===== DATA TO PROCESS =====
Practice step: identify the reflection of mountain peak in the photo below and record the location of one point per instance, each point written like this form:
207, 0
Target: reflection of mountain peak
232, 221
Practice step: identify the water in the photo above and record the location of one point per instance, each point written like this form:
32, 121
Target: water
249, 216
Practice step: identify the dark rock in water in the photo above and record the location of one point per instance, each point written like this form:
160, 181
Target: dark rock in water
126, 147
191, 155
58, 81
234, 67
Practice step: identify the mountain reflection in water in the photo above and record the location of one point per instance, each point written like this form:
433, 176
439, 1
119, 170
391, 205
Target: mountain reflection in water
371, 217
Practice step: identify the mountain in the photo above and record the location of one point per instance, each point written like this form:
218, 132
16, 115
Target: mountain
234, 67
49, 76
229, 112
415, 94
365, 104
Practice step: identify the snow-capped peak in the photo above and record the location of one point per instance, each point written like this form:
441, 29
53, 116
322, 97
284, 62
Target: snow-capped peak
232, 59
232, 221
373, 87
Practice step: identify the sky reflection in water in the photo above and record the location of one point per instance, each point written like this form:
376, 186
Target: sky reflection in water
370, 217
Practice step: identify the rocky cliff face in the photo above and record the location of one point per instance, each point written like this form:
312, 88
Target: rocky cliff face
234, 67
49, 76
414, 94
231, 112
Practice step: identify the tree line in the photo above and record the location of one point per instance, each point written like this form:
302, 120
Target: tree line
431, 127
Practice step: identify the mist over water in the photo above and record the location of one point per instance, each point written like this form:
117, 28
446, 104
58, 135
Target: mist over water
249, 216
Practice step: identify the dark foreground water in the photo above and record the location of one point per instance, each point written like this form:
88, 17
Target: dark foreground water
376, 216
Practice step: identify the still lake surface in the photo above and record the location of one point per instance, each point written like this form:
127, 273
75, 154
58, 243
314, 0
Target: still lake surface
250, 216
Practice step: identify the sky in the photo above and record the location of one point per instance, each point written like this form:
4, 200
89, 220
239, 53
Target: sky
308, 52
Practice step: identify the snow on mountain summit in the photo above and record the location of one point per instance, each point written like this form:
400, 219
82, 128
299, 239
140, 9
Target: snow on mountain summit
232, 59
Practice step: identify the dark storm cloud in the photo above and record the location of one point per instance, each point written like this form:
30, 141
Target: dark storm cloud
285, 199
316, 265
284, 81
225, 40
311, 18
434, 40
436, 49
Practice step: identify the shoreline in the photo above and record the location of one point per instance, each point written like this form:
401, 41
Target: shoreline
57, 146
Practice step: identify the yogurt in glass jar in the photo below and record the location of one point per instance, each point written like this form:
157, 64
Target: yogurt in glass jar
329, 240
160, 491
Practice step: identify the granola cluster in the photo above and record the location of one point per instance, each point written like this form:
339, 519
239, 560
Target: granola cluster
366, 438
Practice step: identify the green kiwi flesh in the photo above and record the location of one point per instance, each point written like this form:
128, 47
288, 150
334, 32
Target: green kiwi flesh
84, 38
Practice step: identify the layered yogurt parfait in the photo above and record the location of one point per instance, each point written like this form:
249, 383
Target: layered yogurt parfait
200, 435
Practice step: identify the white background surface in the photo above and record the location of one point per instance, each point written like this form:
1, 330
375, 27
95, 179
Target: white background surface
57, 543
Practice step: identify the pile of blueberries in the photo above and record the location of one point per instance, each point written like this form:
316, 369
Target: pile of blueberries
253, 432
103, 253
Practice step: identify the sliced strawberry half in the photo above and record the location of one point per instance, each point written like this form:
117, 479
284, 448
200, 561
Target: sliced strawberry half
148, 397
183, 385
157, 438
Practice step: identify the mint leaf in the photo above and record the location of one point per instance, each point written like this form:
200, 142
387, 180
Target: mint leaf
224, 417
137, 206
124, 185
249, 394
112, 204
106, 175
=====
▶ **EXERCISE DETAILS**
Reproduce the records above word for word.

▶ **ANSWER TO THIS EXERCISE**
Practice step: identify the reflection of mountain peak in the photo below and record the location of one point per instance, each point written like this form:
207, 0
Target: reflection of mountain peak
232, 221
Practice step: identify the water in the photo above and record the location of one point per instance, each point written like this form:
32, 121
Target: water
249, 216
Practice step: identify the dark rock in water in the photo above and record the location of one point per instance, each point written like this form:
160, 181
Target: dark rock in water
126, 147
191, 155
58, 81
234, 67
Practice step: identify the mountain reflection in water in the photo above and record the location of one point per instance, each point written like this form:
433, 176
439, 1
119, 170
391, 205
Target: mountain reflection in water
371, 217
Practice step: identify the mountain in the photo above and record the location of one point per instance, each point written like this form:
218, 132
16, 115
Target: mountain
234, 67
49, 76
229, 112
415, 94
365, 104
Practice step: identify the snow-capped peak in the photo above and record the location of one point per instance, each point written like this form:
441, 29
53, 116
322, 97
284, 62
Target: snow-capped peak
232, 59
232, 221
373, 87
Practice step: identify the sky reflection in water in the photo above and record the location of one point per instance, each point written like this form:
376, 186
Target: sky reflection in water
370, 217
Practice step: identify the rocky cliff face in the photo above and record the location of one point per instance, each point written like this form:
312, 88
Target: rocky cliff face
234, 67
49, 76
414, 94
231, 112
Practice step: identify the tree line in the photo above and record the location of one point per instance, each point written like this form:
302, 120
Target: tree line
431, 127
Practice step: identify the mist over water in the photo above and record the location of one point per instance, each point written like this form:
117, 28
446, 104
58, 135
Target: mist over water
249, 216
Practice step: identify the dark foreground water in the photo above and record the location of one point per instance, each point written like this form:
88, 17
Target: dark foreground water
376, 216
Practice step: identify the still lake surface in the photo above and record the location of one point per instance, each point written like this form:
127, 273
75, 154
58, 243
314, 0
Target: still lake surface
250, 216
Practice step: identify the sky in the photo above and record the location of one point per instance, each point written like this form:
4, 200
89, 220
239, 53
Target: sky
308, 52
Practice step: identify the snow on mountain summit in the photo above and record the location of one point per instance, each point written like this form:
400, 219
82, 128
299, 239
140, 9
Target: snow on mountain summit
232, 59
Practice step: identify the dark storm cloud in the photo above and record the location of one point per instance, each point written like this form:
30, 141
Target: dark storm cloud
285, 199
316, 265
284, 81
225, 40
311, 18
434, 40
436, 49
Practice step: identify the shoreline in the photo above and record the location of one point per instance, each point written like this form:
401, 41
Target: shoreline
57, 146
Practice step: identify the yogurt in glass jar in the photo below and record the location of one point per instance, each point written like this form:
157, 64
Target: yogurt in glass jar
329, 240
160, 491
Practice step: identify the granola cluster in the photo above and record the location of one point per instance, each point written like this form:
339, 519
239, 560
Target: granola cluster
366, 438
Practice step: identify the green kiwi flesh in the photo above and record the location of one point per instance, each point written like this form:
128, 47
288, 150
334, 32
Target: green kiwi flesh
84, 38
Practice step: identify the layered yogurt parfait in the photo above and record the location of one point per instance, each point written like this form:
249, 383
Target: layered yogurt parfait
200, 435
Practice step: identify the white background surface in the photo above and record the location of one point per instance, each point written like this form:
1, 330
375, 27
95, 179
Target: white background surface
57, 543
Practice step: identify the pile of blueberries in the photo above and record the location of one point per instance, each point written like this form:
316, 369
Target: pile of blueberries
253, 432
103, 253
Practice step: identify the sliced strawberry half in the photo above and record the location of one point per instance, each point written like this form:
117, 479
284, 448
200, 561
Target: sliced strawberry half
148, 397
183, 385
157, 438
Practice step: identify the mint leaf in the photo above and record the location of one point per instance, each point written like this form:
200, 142
387, 180
Target: mint leaf
224, 417
137, 206
124, 185
249, 394
112, 204
106, 175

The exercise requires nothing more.